**To do**
Put the lines of the records below into a JSON list of strings, one string per line and blank lines left out. Include everything from the line containing "shop</item>, it would be much appreciated." down to the line containing "232), (190, 235)]", with both of those lines included.
-- begin Information shown --
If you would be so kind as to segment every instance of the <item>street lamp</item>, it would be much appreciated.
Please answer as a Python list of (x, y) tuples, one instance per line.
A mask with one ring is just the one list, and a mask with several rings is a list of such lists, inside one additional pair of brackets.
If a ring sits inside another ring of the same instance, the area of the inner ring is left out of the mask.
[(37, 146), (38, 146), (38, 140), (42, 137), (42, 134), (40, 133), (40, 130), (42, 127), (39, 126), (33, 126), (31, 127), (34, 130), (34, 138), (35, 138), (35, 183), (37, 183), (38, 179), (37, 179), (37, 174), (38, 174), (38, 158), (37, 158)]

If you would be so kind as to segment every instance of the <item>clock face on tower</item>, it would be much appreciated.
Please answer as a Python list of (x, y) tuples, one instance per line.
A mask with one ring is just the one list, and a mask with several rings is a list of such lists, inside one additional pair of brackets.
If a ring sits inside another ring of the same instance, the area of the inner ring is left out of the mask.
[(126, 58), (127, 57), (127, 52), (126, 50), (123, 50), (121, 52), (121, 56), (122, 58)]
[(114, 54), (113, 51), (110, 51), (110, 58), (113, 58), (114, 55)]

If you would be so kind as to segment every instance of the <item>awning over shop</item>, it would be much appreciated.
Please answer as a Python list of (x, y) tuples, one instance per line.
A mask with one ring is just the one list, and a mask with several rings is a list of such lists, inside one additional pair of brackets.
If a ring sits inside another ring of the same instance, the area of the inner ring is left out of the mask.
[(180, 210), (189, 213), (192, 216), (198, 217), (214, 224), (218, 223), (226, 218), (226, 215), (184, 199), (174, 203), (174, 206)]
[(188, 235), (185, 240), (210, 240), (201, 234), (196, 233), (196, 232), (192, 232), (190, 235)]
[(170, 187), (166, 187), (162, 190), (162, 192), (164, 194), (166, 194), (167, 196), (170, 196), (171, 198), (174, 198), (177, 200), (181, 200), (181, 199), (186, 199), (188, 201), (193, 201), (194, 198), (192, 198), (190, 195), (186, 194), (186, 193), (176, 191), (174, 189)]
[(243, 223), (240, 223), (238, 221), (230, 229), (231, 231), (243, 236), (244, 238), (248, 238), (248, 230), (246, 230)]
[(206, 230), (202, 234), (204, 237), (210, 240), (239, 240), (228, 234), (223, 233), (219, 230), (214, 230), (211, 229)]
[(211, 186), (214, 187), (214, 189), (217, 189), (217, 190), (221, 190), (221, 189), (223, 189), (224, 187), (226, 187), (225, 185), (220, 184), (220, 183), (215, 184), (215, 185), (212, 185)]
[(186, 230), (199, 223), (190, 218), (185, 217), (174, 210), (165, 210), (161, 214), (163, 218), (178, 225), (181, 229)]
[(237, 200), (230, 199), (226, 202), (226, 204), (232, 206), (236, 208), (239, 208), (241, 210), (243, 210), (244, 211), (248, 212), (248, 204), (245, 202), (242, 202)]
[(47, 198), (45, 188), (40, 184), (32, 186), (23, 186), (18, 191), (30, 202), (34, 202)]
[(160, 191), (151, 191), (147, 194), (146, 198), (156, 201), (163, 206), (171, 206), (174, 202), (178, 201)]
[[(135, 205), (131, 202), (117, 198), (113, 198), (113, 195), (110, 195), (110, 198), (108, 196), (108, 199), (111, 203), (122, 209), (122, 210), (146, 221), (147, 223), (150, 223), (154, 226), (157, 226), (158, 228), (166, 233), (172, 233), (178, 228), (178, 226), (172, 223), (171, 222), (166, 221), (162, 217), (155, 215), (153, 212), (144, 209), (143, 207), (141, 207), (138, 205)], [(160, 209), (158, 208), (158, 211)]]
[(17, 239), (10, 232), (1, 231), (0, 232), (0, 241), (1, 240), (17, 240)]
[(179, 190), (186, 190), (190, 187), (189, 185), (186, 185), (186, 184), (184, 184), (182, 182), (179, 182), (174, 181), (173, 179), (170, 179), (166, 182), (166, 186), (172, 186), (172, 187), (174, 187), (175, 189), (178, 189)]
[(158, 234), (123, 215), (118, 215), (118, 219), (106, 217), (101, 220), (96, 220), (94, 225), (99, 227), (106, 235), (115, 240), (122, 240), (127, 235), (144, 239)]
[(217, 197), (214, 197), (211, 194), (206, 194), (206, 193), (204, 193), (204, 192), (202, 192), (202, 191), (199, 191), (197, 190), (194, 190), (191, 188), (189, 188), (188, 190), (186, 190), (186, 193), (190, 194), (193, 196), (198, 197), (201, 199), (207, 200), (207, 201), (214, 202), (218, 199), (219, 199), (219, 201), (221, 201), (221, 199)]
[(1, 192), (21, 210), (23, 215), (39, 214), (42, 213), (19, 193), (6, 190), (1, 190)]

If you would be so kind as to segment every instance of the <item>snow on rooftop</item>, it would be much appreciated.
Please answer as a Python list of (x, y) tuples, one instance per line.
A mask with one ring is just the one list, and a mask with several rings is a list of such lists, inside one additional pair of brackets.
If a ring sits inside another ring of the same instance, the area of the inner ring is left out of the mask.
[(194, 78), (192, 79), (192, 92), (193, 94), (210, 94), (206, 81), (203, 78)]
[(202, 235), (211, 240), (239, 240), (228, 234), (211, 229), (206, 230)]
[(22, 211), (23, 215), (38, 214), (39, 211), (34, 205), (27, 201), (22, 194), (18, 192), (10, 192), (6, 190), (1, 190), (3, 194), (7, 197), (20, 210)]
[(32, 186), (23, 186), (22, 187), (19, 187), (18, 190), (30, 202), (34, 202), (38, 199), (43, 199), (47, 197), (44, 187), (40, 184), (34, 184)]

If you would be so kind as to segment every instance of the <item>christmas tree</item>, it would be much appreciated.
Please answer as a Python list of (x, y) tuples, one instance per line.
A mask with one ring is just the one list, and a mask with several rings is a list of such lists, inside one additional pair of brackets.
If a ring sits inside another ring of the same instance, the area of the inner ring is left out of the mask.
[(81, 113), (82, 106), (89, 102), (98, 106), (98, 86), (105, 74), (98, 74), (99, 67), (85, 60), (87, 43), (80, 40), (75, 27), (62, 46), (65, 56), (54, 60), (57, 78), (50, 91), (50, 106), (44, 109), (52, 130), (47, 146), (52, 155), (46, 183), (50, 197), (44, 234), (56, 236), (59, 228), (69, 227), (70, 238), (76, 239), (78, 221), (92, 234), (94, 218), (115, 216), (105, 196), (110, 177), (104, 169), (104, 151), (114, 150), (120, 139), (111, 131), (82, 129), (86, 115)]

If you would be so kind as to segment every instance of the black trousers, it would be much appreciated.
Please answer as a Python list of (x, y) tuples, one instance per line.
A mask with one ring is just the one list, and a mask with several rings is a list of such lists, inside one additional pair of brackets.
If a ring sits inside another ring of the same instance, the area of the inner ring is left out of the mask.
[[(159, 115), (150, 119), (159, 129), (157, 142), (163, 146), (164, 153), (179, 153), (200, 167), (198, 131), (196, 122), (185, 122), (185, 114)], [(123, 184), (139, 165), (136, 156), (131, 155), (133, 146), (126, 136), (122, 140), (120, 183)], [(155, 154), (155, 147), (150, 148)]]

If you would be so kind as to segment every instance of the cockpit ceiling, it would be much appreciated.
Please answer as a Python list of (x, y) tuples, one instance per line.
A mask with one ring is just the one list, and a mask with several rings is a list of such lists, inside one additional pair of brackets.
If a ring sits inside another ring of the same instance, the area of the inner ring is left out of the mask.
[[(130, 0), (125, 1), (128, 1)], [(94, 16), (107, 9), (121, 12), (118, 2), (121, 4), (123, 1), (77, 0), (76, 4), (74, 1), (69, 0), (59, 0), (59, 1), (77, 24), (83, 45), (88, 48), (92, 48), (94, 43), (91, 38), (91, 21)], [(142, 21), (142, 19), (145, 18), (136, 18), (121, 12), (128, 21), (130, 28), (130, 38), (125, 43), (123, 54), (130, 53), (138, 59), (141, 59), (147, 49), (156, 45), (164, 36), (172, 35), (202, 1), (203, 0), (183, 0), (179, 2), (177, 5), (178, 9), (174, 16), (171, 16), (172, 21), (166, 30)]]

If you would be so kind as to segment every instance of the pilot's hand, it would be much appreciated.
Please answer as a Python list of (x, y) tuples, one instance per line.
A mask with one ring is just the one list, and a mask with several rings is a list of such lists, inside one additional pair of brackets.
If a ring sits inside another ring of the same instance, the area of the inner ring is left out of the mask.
-- end Information shown --
**Response below**
[
  "If you would be so kind as to segment every instance of the <item>awning over shop</item>, it would be much appreciated.",
  "Please answer as a Python list of (x, y) tuples, one instance per line.",
  "A mask with one ring is just the one list, and a mask with several rings is a list of such lists, inside one additional pair of brackets.",
  "If a ring sits inside another ring of the same instance, the area of the inner ring is left out of the mask.",
  "[(180, 210), (189, 213), (192, 216), (198, 217), (214, 224), (218, 223), (226, 218), (226, 215), (184, 199), (174, 203), (174, 206)]",
  "[(188, 235), (185, 240), (210, 240), (201, 234), (196, 233), (196, 232), (192, 232), (190, 235)]"
]